> Required task:
Locate every line in the rows below that contains the string "trunk", treating the match as case-sensitive, and copy each such line.

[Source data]

========

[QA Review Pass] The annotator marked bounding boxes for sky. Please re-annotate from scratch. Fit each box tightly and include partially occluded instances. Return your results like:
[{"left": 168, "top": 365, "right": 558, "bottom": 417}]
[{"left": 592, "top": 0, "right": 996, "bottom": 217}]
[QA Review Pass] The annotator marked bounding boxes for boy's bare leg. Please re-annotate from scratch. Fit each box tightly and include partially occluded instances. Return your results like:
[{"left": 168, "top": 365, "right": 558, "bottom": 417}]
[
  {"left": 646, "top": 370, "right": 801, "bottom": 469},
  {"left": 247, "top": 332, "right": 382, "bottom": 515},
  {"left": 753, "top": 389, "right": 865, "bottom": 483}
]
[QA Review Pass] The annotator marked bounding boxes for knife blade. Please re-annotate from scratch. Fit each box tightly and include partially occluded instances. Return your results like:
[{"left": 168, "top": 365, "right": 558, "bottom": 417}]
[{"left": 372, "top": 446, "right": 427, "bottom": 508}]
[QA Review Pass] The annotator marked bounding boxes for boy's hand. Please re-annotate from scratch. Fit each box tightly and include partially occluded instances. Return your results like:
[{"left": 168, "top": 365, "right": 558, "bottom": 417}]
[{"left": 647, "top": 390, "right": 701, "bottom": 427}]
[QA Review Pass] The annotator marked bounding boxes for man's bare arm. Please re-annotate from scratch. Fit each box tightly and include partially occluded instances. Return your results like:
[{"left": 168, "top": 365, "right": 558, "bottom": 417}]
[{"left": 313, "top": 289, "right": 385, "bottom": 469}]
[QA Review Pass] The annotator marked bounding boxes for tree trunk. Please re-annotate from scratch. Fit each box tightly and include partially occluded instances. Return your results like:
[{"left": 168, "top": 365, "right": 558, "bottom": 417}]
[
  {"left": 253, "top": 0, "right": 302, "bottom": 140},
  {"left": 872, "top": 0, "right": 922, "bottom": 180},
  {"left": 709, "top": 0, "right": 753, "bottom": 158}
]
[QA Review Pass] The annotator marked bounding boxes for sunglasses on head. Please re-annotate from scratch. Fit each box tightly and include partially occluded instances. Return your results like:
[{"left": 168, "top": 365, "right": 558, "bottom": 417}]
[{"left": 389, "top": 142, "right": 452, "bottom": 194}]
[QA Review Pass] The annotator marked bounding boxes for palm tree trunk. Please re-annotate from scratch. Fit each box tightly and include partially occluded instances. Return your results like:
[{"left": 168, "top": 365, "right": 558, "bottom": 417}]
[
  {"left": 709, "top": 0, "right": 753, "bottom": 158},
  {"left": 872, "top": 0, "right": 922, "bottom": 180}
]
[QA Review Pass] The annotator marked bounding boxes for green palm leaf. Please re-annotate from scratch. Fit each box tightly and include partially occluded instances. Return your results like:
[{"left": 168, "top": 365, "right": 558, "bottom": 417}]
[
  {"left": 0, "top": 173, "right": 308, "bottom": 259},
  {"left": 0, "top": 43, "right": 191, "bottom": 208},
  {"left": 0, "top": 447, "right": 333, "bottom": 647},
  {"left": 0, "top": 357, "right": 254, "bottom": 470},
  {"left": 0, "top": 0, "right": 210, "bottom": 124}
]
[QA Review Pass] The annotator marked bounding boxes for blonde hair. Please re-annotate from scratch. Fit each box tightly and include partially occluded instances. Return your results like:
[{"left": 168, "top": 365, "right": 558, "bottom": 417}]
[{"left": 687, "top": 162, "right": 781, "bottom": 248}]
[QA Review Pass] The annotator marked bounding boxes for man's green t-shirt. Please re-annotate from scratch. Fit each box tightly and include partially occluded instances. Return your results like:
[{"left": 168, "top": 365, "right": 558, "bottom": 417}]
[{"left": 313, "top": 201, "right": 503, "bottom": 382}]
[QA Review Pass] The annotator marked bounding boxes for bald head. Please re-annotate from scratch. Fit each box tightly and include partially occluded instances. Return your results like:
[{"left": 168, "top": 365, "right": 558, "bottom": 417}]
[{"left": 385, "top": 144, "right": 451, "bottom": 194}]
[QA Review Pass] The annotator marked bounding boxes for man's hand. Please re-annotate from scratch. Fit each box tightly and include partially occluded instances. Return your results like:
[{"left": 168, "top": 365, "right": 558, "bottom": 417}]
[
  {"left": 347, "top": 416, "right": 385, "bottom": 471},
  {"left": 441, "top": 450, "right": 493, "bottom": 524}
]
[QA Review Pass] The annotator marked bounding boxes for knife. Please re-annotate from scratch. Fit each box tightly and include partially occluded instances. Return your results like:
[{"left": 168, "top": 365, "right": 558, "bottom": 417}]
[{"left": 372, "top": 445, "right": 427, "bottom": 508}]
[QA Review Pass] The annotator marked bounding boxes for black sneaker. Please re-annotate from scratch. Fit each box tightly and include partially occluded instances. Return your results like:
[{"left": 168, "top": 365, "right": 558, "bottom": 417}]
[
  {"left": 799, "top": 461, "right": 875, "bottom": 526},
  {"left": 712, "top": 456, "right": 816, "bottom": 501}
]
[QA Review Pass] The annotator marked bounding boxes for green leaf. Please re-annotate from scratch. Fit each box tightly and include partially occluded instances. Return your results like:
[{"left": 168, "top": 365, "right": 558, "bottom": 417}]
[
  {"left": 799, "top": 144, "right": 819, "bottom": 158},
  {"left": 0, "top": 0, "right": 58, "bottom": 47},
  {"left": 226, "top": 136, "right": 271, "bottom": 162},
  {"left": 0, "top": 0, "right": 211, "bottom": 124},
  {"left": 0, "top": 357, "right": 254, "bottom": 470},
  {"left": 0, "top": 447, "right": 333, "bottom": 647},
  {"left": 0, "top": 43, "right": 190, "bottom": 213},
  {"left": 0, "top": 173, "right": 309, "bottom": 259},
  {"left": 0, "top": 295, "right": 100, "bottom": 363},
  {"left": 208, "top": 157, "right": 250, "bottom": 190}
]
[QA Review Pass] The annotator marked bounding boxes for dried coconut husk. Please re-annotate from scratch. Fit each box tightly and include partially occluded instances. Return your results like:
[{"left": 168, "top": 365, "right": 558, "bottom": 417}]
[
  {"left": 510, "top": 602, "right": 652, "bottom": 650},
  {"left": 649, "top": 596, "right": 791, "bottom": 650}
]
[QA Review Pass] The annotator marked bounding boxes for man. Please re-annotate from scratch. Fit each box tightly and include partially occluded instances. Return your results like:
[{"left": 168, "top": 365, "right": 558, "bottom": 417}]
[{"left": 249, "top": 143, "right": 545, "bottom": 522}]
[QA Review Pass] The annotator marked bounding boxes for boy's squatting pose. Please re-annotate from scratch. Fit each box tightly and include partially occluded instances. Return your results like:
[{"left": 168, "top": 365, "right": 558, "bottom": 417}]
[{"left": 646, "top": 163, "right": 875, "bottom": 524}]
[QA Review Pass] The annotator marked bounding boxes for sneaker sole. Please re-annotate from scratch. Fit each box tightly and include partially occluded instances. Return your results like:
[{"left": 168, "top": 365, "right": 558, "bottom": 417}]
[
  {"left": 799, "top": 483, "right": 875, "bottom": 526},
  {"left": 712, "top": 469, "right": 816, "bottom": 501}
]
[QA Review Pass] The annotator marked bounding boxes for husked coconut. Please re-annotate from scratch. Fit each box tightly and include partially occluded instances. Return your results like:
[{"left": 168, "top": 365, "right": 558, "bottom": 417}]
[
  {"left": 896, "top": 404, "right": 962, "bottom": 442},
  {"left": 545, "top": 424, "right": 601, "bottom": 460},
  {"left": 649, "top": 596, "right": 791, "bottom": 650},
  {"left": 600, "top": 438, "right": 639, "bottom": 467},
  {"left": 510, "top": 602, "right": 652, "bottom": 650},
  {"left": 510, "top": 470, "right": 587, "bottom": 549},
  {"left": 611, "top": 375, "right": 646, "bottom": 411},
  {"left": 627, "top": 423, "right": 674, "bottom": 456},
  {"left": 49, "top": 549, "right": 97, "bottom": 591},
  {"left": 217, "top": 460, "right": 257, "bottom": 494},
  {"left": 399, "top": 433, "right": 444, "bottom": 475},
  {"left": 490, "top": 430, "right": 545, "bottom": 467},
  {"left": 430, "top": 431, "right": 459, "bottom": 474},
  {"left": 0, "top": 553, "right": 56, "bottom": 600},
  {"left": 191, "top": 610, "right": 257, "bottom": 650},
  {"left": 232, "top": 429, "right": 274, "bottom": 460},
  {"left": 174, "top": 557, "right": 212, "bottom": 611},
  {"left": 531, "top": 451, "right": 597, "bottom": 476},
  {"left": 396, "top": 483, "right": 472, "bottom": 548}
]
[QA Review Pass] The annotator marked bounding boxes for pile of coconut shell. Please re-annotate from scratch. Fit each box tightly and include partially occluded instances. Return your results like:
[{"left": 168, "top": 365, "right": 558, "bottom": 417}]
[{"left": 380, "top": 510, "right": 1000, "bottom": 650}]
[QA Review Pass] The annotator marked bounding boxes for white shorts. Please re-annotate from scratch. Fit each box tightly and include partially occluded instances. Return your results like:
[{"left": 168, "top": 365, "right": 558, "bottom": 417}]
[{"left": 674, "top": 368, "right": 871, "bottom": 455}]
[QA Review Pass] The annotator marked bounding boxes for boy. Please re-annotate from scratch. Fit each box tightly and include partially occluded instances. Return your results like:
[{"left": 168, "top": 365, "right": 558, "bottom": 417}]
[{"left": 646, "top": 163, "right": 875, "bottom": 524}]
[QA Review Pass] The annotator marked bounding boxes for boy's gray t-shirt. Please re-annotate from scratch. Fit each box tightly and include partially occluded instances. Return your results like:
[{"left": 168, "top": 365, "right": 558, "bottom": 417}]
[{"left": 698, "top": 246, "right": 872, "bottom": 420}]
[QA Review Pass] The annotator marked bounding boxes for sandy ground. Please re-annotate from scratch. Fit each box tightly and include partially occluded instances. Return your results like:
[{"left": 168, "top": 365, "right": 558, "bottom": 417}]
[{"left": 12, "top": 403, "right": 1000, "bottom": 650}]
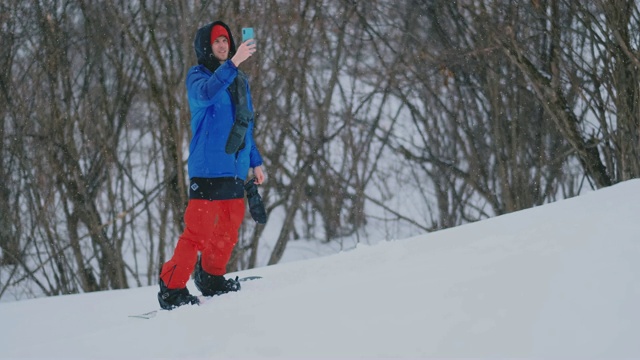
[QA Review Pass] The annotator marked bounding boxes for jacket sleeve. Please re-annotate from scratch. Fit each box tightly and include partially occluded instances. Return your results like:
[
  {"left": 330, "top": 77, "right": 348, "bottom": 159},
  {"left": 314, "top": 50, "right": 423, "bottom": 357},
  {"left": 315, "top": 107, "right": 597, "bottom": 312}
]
[
  {"left": 247, "top": 81, "right": 263, "bottom": 168},
  {"left": 187, "top": 60, "right": 238, "bottom": 107}
]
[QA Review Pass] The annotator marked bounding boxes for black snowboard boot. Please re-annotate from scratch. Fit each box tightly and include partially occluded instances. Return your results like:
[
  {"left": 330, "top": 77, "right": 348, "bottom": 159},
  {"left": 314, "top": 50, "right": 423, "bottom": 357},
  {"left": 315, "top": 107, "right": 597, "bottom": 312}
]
[
  {"left": 158, "top": 280, "right": 200, "bottom": 310},
  {"left": 194, "top": 259, "right": 240, "bottom": 296}
]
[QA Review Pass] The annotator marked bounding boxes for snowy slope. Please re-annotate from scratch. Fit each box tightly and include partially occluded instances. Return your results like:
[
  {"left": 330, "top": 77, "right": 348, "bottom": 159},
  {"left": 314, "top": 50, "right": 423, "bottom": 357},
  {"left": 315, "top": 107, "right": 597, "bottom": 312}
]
[{"left": 0, "top": 180, "right": 640, "bottom": 359}]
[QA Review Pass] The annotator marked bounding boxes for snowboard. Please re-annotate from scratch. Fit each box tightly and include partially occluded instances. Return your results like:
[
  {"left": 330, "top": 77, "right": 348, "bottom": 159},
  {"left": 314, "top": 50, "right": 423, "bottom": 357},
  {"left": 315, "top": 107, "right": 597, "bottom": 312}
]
[{"left": 129, "top": 276, "right": 262, "bottom": 320}]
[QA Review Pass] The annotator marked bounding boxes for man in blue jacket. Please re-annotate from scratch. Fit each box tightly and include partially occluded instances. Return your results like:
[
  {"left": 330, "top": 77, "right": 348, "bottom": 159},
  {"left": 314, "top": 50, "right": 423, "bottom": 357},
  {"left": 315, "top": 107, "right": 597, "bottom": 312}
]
[{"left": 158, "top": 21, "right": 264, "bottom": 309}]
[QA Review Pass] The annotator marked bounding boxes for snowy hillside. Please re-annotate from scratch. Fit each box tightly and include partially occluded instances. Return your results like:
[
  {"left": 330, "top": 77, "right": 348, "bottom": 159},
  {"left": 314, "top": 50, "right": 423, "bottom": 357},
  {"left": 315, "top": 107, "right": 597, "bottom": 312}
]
[{"left": 0, "top": 180, "right": 640, "bottom": 359}]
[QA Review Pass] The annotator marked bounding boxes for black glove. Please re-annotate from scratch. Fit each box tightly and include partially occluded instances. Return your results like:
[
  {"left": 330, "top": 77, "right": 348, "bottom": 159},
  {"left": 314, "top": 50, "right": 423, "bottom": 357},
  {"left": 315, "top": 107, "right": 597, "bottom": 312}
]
[{"left": 244, "top": 178, "right": 267, "bottom": 224}]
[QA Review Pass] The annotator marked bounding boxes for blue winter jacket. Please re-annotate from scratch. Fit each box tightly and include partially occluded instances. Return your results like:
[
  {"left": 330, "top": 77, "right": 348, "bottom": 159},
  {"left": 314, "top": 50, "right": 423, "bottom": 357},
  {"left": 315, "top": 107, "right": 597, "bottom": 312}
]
[{"left": 186, "top": 22, "right": 262, "bottom": 181}]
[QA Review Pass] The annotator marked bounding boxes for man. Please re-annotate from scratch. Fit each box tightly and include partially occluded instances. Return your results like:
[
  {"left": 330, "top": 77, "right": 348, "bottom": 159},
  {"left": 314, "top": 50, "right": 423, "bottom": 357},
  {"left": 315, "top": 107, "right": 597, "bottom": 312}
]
[{"left": 158, "top": 21, "right": 264, "bottom": 309}]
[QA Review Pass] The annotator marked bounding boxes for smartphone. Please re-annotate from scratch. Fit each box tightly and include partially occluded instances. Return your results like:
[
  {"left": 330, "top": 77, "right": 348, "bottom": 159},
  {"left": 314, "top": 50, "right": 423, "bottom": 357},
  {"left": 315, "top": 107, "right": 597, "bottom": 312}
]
[{"left": 242, "top": 28, "right": 253, "bottom": 42}]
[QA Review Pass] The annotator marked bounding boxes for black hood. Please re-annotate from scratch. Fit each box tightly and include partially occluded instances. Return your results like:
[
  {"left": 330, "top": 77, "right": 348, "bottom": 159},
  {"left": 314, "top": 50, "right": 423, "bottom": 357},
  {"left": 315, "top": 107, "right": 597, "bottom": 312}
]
[{"left": 193, "top": 21, "right": 236, "bottom": 71}]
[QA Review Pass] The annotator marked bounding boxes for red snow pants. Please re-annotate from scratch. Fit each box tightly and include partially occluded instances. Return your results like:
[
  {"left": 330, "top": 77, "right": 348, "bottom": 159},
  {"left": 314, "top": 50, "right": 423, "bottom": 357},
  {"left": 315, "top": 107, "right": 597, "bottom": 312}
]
[{"left": 160, "top": 199, "right": 245, "bottom": 289}]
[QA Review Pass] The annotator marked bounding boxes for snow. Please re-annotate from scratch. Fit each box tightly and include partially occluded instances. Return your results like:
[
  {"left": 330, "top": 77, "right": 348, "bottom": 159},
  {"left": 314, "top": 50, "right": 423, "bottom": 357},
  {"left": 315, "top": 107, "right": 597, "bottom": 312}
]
[{"left": 0, "top": 180, "right": 640, "bottom": 359}]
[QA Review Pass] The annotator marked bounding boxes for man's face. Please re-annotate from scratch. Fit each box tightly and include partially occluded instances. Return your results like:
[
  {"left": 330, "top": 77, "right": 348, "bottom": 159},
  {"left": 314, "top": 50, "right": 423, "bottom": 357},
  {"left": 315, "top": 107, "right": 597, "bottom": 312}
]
[{"left": 211, "top": 36, "right": 229, "bottom": 62}]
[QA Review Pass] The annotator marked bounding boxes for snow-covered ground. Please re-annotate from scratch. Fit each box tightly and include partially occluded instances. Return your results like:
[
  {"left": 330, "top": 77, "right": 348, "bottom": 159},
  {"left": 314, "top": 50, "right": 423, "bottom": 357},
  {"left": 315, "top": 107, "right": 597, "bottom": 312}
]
[{"left": 0, "top": 180, "right": 640, "bottom": 359}]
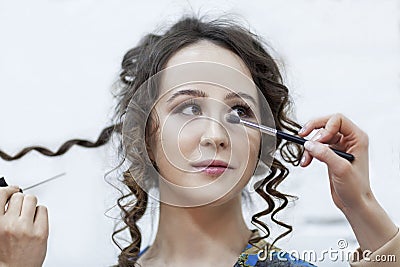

========

> Correct output:
[QA Review Pass] The annotator marked bounding boxes for tree trunk. Please re-annotate from scratch. Fit each box tightly and include partially occluded instances. Return your results like:
[QA Review Pass] The annotator marked bounding boxes for palm tree trunk. Please re-annotate from scratch. Fit each box tightly and include partially occluded instances. Return your results like:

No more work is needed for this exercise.